Task instructions – List every line in the recorded data that contains the word "railing", matching case exactly.

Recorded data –
%%

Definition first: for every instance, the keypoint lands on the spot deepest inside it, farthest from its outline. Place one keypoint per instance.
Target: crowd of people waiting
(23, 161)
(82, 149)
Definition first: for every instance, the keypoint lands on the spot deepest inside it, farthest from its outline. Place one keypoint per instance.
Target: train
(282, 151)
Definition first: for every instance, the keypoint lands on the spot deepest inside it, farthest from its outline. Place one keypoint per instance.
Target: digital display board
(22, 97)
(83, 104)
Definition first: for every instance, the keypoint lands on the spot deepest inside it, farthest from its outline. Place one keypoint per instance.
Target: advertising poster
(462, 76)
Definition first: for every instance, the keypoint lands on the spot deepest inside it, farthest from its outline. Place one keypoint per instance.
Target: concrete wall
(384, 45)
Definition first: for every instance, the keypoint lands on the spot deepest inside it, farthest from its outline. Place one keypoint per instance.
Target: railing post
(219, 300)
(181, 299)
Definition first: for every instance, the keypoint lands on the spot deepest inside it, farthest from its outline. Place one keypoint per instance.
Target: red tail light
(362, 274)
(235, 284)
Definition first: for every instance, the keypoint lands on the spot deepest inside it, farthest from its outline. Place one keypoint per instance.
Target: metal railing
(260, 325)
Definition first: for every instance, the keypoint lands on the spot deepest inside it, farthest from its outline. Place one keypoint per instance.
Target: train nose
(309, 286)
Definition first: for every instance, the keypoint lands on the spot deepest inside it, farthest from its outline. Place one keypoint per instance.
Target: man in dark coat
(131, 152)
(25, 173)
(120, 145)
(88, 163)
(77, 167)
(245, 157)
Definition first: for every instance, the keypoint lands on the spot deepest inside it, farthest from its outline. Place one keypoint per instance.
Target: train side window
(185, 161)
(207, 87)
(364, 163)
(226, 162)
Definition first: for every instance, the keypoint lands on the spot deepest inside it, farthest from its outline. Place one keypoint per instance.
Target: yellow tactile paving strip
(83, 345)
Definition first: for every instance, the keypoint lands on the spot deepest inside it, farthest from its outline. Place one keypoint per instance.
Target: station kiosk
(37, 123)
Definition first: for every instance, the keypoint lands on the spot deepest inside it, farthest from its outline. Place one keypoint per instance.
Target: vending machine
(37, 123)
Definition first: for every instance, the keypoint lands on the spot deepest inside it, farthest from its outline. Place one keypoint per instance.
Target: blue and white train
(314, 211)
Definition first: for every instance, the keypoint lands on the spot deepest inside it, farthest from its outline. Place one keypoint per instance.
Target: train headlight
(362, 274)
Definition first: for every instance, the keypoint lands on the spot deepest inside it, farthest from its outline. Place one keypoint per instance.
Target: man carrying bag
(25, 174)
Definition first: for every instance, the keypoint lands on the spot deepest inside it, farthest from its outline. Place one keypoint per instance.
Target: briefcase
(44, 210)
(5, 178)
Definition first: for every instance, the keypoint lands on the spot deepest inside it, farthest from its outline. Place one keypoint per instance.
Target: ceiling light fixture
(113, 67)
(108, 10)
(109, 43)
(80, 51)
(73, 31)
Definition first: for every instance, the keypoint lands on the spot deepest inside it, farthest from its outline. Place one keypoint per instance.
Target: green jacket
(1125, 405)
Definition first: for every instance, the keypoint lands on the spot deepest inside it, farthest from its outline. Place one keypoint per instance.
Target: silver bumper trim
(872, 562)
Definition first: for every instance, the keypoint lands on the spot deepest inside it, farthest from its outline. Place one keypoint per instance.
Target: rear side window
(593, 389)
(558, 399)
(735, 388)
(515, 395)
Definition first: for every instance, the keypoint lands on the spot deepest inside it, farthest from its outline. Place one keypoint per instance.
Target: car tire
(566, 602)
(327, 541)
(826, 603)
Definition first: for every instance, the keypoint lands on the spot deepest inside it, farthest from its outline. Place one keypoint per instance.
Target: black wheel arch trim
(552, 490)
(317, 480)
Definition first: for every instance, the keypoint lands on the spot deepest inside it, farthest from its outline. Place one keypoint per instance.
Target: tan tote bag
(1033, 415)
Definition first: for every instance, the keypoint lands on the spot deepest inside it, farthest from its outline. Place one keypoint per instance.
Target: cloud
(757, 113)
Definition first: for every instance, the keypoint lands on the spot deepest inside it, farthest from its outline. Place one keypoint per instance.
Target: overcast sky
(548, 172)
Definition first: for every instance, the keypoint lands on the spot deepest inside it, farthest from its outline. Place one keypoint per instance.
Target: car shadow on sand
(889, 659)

%%

Exercise response –
Target: railing post
Target: metal railing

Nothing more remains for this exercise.